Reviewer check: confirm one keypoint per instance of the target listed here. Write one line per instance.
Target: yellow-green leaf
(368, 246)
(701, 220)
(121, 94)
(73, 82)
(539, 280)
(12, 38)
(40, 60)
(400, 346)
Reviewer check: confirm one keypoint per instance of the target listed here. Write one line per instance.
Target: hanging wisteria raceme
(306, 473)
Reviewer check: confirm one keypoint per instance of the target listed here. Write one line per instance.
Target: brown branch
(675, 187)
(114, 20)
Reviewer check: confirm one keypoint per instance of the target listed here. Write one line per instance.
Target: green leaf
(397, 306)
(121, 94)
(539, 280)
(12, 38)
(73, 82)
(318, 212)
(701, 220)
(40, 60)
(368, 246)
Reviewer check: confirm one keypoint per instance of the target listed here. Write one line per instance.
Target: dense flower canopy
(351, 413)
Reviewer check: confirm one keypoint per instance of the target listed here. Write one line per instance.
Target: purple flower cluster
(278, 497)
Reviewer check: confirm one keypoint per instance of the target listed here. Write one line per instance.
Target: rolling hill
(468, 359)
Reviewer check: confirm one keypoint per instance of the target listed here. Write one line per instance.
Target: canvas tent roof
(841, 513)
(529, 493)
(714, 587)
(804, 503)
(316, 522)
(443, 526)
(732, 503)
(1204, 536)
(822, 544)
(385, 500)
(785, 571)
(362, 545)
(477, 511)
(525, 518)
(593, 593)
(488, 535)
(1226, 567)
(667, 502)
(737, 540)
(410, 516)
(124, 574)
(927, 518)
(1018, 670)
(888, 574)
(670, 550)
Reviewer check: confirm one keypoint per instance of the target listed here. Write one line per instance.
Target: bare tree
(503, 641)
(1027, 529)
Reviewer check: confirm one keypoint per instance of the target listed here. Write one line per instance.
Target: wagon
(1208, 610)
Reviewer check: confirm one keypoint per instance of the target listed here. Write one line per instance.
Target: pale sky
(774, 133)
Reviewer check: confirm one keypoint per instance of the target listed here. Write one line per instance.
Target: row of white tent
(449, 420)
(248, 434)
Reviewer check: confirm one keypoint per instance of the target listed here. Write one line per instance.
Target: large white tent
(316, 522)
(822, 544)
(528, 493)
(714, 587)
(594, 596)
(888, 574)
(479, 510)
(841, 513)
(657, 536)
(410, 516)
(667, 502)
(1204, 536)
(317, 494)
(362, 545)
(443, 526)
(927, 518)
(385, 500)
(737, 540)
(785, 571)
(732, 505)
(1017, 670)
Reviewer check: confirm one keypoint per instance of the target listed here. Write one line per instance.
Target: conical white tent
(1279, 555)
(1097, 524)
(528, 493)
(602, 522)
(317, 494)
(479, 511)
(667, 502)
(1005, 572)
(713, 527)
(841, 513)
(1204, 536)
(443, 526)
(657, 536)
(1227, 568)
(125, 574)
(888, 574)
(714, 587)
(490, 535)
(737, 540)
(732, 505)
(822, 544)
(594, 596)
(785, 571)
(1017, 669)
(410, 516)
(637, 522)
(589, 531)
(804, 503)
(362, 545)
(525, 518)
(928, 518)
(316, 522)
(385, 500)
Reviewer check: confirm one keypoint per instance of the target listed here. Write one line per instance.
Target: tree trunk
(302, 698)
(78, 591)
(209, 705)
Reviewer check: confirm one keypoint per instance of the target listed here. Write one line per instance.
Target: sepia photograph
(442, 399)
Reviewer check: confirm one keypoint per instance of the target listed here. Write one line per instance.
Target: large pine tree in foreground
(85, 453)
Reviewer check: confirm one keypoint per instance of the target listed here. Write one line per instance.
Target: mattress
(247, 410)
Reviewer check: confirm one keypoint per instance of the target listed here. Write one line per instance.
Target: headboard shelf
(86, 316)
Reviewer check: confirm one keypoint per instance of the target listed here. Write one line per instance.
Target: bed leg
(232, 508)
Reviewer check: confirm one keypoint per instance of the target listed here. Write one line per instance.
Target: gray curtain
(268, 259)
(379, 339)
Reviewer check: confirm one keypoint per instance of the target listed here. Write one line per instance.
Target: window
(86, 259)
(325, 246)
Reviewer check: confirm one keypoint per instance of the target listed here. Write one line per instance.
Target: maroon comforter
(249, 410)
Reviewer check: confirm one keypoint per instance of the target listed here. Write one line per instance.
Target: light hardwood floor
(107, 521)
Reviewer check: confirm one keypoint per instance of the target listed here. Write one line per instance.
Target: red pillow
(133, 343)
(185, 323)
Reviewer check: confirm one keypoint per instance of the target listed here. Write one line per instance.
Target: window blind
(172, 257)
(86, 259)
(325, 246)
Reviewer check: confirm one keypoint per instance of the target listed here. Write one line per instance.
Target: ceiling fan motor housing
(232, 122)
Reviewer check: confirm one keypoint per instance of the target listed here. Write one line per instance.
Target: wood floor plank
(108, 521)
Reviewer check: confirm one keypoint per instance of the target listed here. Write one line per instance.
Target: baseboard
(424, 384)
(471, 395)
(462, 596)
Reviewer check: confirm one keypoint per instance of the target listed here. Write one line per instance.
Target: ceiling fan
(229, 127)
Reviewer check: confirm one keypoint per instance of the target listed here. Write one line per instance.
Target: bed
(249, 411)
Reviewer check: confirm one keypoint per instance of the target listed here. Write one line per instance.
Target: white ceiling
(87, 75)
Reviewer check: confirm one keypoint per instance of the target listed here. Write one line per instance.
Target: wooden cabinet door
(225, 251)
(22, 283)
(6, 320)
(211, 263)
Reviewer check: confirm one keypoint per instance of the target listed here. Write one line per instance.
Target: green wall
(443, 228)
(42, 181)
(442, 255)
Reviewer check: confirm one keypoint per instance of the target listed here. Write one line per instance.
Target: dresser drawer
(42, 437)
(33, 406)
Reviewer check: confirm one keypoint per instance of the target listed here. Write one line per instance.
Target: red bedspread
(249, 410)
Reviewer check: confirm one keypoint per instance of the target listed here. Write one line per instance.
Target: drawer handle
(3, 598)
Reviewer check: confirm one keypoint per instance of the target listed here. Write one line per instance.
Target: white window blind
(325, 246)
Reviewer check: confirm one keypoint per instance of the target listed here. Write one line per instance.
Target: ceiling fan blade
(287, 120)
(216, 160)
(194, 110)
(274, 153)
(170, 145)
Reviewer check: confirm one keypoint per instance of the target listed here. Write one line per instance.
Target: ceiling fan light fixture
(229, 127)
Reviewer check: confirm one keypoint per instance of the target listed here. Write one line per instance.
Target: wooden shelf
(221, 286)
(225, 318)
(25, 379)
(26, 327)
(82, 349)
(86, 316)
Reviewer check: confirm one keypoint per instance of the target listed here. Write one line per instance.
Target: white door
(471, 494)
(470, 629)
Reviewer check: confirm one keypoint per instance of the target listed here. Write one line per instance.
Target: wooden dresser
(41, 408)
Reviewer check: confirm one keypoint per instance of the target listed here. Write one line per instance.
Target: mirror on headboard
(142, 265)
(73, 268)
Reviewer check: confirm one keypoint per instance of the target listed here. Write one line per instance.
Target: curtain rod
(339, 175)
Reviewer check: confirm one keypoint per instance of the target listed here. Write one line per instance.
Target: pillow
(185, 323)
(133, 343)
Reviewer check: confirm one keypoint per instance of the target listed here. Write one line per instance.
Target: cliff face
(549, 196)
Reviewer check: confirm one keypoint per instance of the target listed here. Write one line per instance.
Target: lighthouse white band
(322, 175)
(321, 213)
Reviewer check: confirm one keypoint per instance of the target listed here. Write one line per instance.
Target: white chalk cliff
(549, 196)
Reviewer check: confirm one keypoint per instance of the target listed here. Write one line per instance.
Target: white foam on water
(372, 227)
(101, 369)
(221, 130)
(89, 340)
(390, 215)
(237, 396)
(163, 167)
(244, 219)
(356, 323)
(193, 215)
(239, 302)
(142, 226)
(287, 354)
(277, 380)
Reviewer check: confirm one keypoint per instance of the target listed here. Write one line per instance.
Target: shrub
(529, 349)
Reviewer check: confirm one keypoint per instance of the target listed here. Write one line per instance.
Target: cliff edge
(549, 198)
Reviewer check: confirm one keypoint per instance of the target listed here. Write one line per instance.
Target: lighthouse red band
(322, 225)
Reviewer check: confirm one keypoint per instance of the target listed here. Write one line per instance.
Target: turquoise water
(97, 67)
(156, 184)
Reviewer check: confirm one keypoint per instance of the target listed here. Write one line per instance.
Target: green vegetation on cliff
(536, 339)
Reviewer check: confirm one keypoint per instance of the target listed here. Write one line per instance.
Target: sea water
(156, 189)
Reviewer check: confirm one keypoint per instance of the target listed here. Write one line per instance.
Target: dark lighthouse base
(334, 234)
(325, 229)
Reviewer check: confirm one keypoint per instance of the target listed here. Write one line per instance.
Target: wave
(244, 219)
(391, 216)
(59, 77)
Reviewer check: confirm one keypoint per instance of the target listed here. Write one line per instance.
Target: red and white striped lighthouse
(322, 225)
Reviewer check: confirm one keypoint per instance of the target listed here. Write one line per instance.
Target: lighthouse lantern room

☆ ☆ ☆ ☆ ☆

SET EXERCISE: Count the lines above that contain the word "band", treating uppercase and lowercase as different, and give only the number.

SOLUTION TO THIS PROBLEM: 2